What to work on: From the first entry to the last, repeat the listing exactly.

Study material:

◇ ◇ ◇ ◇ ◇

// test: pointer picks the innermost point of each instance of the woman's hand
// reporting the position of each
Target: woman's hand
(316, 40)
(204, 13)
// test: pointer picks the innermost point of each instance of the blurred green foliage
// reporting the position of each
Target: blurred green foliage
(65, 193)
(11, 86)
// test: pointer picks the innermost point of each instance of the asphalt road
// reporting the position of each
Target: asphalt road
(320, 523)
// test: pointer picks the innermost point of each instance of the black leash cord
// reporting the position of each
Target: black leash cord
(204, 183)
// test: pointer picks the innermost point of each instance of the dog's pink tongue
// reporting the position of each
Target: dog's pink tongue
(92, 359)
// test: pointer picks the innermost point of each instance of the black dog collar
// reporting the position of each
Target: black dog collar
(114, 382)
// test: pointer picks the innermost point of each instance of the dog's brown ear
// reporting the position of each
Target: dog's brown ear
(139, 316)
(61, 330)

◇ ◇ ◇ ◇ ◇

Your response:
// test: pointer picks the innermost point of each instance of the woman's hand
// reporting the position of each
Target: woman's hand
(316, 40)
(204, 13)
// test: pointer picks the innermost point of each instance of the blurred green foliage
// reporting the position of each
Target: blurred green foliage
(65, 193)
(11, 86)
// test: pointer picks the innermost point of each instance of the asphalt road
// reporting the position of each
Target: asphalt road
(320, 523)
// test: pointer picks the innermost point of each instance of the black leash cord
// reporting the position of each
Target: black leash cord
(204, 183)
// test: pointer picks the innermost point of each instance of the dog's pink tongue
// reporting the position of each
Target: dog's pink tongue
(92, 359)
// test: pointer picks the innermost point of each instance of the black dog collar
// reporting the position of each
Target: black dog collar
(114, 382)
// test: pointer picks the innermost point of each instance of the dog's brown ear
// reporting the position of each
Target: dog's brown ear
(139, 316)
(61, 330)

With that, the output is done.